■ **Challenges**
**A)** According to the SEC compliance update, what items would each employee's supplement under proposed Part 2B contain?
**B)** Extend the SEC compliance update past its final sentence, in the same tone and format.
::: Reading text
A. Continued Focus on Gifts

On March 5, 2008, the SEC announced an Administrative Proceeding against Fidelity Management and Research Company and FMR Co., Inc. (together, “Fidelity”) regarding the improper acceptance by traders and executives of more than $1.6 million in travel, entertainment, and other gifts paid for by outside brokers seeking to receive “order flow” from the mutual funds managed by Fidelity.

Although many investment management firms have made significant enhancements to their gift and entertainment policies, procedures and compliance testing program over the last several years, we do note the following regarding the case:

  • This case gives clear rationale for the SEC’s concern regarding the negative influences that the receipt of gifts and entertainment can create for investment advisers; therefore, despite the fact that an investment adviser is not formally required under the Investment Advisers Act of 1940 (“Advisers Act”) to monitor employees’ receipt of gifts and entertainment, the case makes the argument for an adviser to implement a “Gifts and Entertainment” policy and procedures that require, among other things, the reporting of employees’ receipt of gifts and entertainment. The SEC noted this issue as a “failure to supervise” claim under the Investment Company Act of 1940 and the Advisers Act.
  • Investment advisers must consider reviewing employees’ receipt of gifts and entertainment as part of its overall analysis to determine whether it is adequately seeking to obtain best execution on its clients’ transactions.
  • Investment advisers must review the relationships that employees have with sell-side brokers, including romantic and familial relationships and effectively address such conflicts by disclosing their existence or mitigating them in whole or in part.
  • Electronic correspondence, specifically Bloomberg emails, was once again utilized by the SEC to support its finding in this case. Investment advisers should consider developing an “Electronic Communications” policy and procedures and periodically test the effectiveness of the procedures. In addition, and most importantly, compliance officers should implement a thoughtful email and instant messaging search program with regard to higher risk compliance areas.

Please refer to http://www.sec.gov/litigation/admin/2008/ia-2713.pdf for a copy of the Administrative Proceeding.

B. Update to Part II of Form ADV

On March 3, 2008 the SEC posted IA Release No. 2711, which is the highly-anticipated proposed revision to Part II of Form ADV. ACA believes that the most noteworthy proposed changes to Part II of Form ADV are the following:

  • The current Part II of Form ADV will become Part 2A, which is the “Firm Brochure,” and Part 2B, which is the “Brochure Supplement.”
  • Part 2A will be a written description of an adviser’s services, fees, business practices, and conflicts of interest, addressing 19 separate items in a “Plain English” format. The information in proposed Part 2A is similar to the information that is currently made available in Part II of Form ADV and Schedule F.
  • Part 2B consists of supplements that disclose pertinent information about all of a firm’s employees that provide investment advice. Each such employee would have a supplement consisting of the following six items: (1) a cover page that includes background on the individual and the adviser, (2) educational background and business experience, (3) disciplinary history, (4) other business activities engaged in by the individual, (5) additional compensation received by the individual, and (6) how the individual is supervised.
::::::
::: Stored records
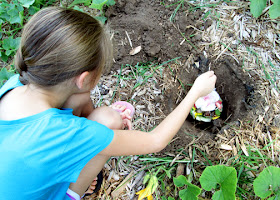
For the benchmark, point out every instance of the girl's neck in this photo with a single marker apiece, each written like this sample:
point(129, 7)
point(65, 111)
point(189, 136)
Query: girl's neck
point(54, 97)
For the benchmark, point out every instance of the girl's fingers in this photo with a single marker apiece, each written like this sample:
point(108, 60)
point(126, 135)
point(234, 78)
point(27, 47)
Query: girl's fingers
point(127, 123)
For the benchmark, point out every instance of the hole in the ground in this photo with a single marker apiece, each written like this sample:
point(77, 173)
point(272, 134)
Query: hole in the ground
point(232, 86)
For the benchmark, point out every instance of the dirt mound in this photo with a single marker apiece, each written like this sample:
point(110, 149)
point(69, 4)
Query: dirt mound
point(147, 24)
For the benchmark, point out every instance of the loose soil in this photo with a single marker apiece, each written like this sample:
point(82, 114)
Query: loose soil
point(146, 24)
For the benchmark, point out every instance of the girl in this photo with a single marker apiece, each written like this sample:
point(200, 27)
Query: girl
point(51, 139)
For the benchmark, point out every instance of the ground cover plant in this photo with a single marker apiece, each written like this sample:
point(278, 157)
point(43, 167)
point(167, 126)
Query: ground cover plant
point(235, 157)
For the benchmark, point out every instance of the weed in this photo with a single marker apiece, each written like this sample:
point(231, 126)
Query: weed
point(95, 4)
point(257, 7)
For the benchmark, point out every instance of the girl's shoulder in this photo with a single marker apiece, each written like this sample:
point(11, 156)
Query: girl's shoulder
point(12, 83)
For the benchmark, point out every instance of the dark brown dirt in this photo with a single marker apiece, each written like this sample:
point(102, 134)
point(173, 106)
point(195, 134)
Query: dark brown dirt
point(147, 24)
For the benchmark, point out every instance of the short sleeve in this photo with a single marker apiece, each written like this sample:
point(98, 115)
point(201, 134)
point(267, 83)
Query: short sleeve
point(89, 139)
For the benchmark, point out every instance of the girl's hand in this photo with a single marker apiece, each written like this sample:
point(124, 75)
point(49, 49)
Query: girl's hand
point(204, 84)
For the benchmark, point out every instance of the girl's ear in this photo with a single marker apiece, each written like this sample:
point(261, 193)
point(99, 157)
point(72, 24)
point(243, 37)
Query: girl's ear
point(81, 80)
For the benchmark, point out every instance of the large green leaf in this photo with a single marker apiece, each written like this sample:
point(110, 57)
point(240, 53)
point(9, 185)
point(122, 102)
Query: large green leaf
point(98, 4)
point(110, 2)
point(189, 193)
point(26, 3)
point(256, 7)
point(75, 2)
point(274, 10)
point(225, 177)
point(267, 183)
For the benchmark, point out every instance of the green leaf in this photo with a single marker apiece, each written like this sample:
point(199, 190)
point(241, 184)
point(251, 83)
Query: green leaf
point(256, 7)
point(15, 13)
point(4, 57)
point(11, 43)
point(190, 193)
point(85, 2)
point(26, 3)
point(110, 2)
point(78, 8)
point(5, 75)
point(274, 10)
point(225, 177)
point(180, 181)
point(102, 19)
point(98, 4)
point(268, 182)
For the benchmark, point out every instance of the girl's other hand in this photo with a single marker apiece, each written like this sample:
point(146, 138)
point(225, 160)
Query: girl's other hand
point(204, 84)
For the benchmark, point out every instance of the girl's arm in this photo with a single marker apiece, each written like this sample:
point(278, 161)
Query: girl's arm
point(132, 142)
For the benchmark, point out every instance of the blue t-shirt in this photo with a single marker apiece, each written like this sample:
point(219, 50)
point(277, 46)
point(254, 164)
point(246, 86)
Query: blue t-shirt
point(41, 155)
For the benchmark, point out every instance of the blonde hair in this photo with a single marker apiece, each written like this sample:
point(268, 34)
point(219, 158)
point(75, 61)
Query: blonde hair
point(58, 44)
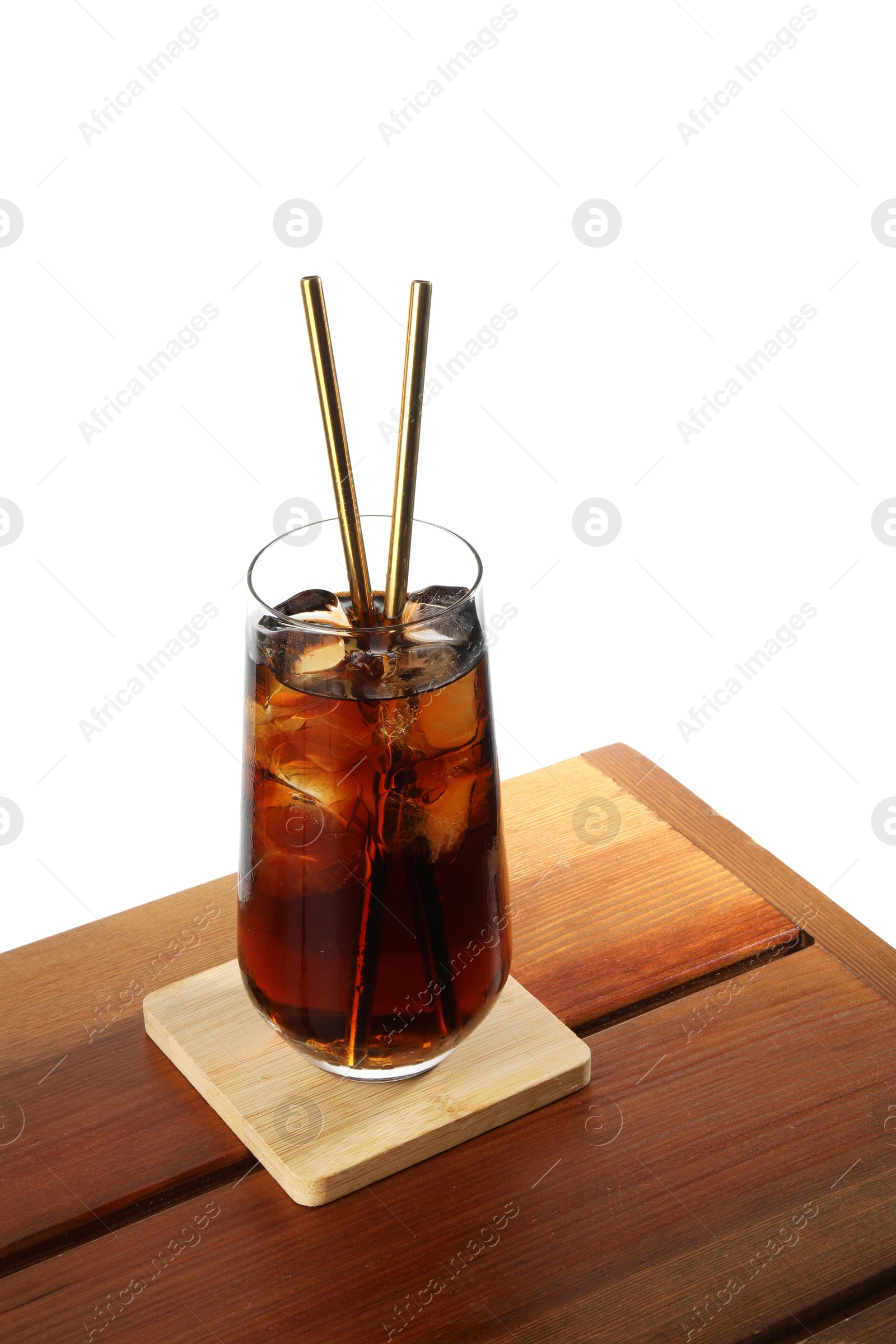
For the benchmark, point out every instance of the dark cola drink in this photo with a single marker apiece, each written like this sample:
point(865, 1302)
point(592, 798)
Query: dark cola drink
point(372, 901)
::::::
■ **Task results**
**A)**
1. A cover page that includes background on the individual and the adviser
2. Educational background and business experience
3. Disciplinary history
4. Other business activities engaged in by the individual
5. Additional compensation received by the individual
6. How the individual is supervised

**B)**
  • Both Parts 2A and 2B will be filed electronically with the SEC through the IARD system in PDF or an alternate approved format.
  • Part 2A will be required to be delivered (not offered) to clients on an annual basis no later than 120 days after the end of the adviser’s fiscal year. However, changes in the disciplinary history of the adviser would require an interim delivery of Part 2A.
  • Part 2B supplements will be required to be delivered as follows: (1) the supplements of individuals providing investment advice must be furnished initially; and (2) thereafter, the supplements only need to be furnished pursuant to changes in the individual’s disciplinary history.
  • An annual update of Part 2A must be filed on the IARD system.

Please refer to http://www.sec.gov/rules/proposed/2008/ia-2711.pdf for a copy of the proposed amendments to Part II of Form ADV. The comment period for the amended Part II and relevant rules extends through May 16, 2008.

C. Regulation S-P Amendments on the Way

On March 4, 2008 the SEC proposed amendments to Regulation S-P in IA Release No. 2712 in light of the increase in information security breaches. Of particular note is the following:

  • Overall strengthening of the information security program, including: (1) designating an employee to administer the program, (2) documenting the risks that are to be addressed in the program, (3) designing and implementing written safeguards to guard against the risks, (4) regularly testing the safeguards, (5) training employees about the program, (6) ensuring that service providers have reasonable protections in place, and (7) revising the program as necessary.
  • Development of procedures for responding to incidents of unauthorized access to or use of personal information, including: (1) assessing the extent of the incident, (2) taking steps to prevent additional unauthorized access or use of personal information, (3) conducting an investigation to determine the likelihood that the information will be misused, and (4) notifying affected clients if the adviser determines that misuse of the information has occurred or is likely to occur (proposed guidance exists on the form of the notification).
  • An expansion of the scope of information covered by the safeguards and disposal rules.
  • A proposed exception from Regulation S-P’s notice and opt-out requirements to allow investors to more easily follow a representative who moves from one brokerage or advisory firm to another.

Please refer to http://www.sec.gov/rules/proposed/2008/34-57427.pdf for a copy of the proposed amendments to Regulation S-P. The comment period for the proposed amendments to Regulation S-P extends to the middle of May 2008.

D. SEC’s 2008 CCOutreach Regional Seminars

Finally, we encourage all of you to consider registering for one of the local CCOutreach Seminars that the SEC will be hosting in throughout the spring of 2008. These events afford you the opportunity to hear directly from your regulator about their main priorities and concerns. In addition, these events have also proven to be a great way to network and meet other compliance professionals in your area. A full listing of the SEC’s regional events can be found by clicking on: http://www.sec.gov/info/cco/ccorscal2008.htm.

Please do not hesitate to contact your ACA compliance consultant if you have any questions pertaining to how these issues may impact the current practices at your firm.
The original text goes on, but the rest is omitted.